**Tasks:**
**1)** Answer these questions about the fitfrail.fit code:
(a) According to the comments, what does VARS act as?
(b) Which function splits the covariates x by cluster?
(c) Which ties.method is passed to rank in the line that assigns K_?
**2)** Reproduce the fitfrail.fit code verbatim, everything from "n.theta <- length(init.theta)" down to "time_sorted_idx <- order(time)".

**Extract to read:**
○ ○ ○ ○ ○

Nothing
fitfrail.fit <- function(x, y, cluster, init.beta, init.theta, frailty,
control, rownames, weights) {
# TODO: error check for number of frailty distr params
if (missing(init.theta) || length(init.theta) != length(init.frailty[[frailty]]))
stop("Wrong length for frailty distribution inital values")
if (!missing(init.beta) && length(init.beta) != ncol(x))
stop("Wrong length for coefficient inital values")
# VARS acts as a cache and holds all variables needed for computations
# Some variables are shared across functions, e.g. score and jacobian fns
# Modifying the execution environment of fitfrail.fit make the function much
# more complex, but avoids repeating expensive computations
VARS <- environment()
# Size of beta, theta, and gamma = c(beta, theta)
n.beta <- length(init.beta)
n.theta <- length(init.theta)
n.gamma <- n.beta + n.theta
init.gamma <- c(init.beta, init.theta)
# time and failure indicator
time <- y[,1]
status <- y[,2]
time_sorted_idx <- order(time)
time_steps <- c(0, time[time_sorted_idx])
k_tau <- length(time_steps) # index of the last time step
# d_[k] is the number of failures at time t_k
d_ <- c(0, unname(status[time_sorted_idx]))
# Variables indexed by [[i]][j,] where i is cluster name and j is member
X_ <- split.data.frame(x, cluster) # Covariates
I_ <- split(status, cluster) # Failure indicator
# Helper fn to get the rank, where duplicates have the same rank
increasing_rank <- function(d) {
j <- unique(sort(d));
return(sapply(d,function(dd) which(dd==j)));
}
# Index of the observed time, K_[[i]][j]
K_ <- split(1 + rank(time, ties.method="first"), cluster)

○ ○ ○ ○ ○

**Record extracts:**
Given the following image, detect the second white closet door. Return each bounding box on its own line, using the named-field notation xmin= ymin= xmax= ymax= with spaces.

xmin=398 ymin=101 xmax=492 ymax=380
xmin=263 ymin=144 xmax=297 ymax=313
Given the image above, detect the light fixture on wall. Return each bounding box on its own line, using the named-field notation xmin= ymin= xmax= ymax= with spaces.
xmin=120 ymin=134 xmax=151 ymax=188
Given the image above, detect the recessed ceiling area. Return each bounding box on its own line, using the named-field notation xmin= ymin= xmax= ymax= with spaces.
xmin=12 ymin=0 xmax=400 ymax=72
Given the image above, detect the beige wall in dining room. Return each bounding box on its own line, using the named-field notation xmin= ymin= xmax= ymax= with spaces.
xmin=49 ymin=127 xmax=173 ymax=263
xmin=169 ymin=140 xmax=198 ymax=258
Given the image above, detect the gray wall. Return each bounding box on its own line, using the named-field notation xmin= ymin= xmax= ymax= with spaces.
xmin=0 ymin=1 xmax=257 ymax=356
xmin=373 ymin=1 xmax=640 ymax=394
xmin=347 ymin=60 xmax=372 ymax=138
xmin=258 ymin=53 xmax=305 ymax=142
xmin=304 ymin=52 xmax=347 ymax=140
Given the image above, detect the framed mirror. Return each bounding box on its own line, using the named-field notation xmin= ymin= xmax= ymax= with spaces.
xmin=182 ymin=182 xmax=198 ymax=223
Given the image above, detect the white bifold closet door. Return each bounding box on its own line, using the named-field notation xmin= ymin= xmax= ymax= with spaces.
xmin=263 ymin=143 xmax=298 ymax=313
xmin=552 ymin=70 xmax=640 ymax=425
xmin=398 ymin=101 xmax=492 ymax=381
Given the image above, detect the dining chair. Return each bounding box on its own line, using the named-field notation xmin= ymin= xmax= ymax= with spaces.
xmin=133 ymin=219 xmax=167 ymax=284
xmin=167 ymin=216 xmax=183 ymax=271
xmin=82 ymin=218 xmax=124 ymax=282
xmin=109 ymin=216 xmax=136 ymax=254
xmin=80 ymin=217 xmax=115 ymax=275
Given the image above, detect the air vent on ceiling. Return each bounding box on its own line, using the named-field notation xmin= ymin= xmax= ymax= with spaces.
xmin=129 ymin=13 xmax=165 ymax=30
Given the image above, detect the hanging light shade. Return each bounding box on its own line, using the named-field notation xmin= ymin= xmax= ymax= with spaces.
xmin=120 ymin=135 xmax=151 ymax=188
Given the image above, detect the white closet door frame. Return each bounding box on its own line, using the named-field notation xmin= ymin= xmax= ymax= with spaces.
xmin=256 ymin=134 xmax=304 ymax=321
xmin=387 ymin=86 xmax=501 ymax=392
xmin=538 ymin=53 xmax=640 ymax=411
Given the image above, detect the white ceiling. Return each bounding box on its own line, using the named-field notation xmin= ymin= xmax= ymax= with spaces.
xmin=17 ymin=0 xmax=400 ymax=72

○ ○ ○ ○ ○

**Response list:**
**1)**
(a) A cache that holds all variables needed for computations.
(b) split.data.frame
(c) "first"

**2)**
n.theta <- length(init.theta)
n.gamma <- n.beta + n.theta
init.gamma <- c(init.beta, init.theta)
# time and failure indicator
time <- y[,1]
status <- y[,2]
time_sorted_idx <- order(time)